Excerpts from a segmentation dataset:

>> start

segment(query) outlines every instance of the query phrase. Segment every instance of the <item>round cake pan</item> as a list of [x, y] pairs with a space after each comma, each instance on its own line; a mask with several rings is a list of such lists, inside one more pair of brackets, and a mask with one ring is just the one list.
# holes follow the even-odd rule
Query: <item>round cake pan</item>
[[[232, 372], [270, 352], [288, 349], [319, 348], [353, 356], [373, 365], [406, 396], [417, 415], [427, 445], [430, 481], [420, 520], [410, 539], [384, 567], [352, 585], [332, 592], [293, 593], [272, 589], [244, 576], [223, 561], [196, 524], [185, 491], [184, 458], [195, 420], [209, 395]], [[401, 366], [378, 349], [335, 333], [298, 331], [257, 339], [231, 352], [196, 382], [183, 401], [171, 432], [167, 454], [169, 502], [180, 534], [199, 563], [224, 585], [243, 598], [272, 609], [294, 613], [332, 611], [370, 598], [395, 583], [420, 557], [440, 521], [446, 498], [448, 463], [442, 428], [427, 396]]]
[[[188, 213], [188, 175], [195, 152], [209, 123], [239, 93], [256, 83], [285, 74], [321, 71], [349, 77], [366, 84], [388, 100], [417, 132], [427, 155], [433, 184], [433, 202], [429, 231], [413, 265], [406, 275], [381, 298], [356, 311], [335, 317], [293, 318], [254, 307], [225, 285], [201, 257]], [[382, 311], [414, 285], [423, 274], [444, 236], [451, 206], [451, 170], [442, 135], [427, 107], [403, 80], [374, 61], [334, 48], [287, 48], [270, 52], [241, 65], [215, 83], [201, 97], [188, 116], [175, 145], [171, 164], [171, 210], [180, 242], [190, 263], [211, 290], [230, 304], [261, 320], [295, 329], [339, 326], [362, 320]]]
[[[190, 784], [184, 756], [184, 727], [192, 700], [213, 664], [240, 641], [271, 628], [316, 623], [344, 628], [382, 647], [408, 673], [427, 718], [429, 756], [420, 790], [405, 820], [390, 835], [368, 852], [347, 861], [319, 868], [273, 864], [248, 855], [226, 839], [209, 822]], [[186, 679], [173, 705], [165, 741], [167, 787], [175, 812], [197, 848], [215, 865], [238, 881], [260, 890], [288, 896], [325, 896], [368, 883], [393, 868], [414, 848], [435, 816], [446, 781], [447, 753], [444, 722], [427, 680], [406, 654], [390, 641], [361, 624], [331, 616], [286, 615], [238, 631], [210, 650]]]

>> end

§ **Exercise objective**:
From the entries above, extract each line containing the string "item".

§ **Result for this exercise**:
segment(query) outlines every instance of the query phrase. Segment every instance of the <item>round cake pan</item> as a list of [x, y] pairs with a space after each comma, each instance on its own line; a mask with several rings is a list of such lists, inside one more pair of brackets, and a mask with one ring is just the one list.
Query: <item>round cake pan</item>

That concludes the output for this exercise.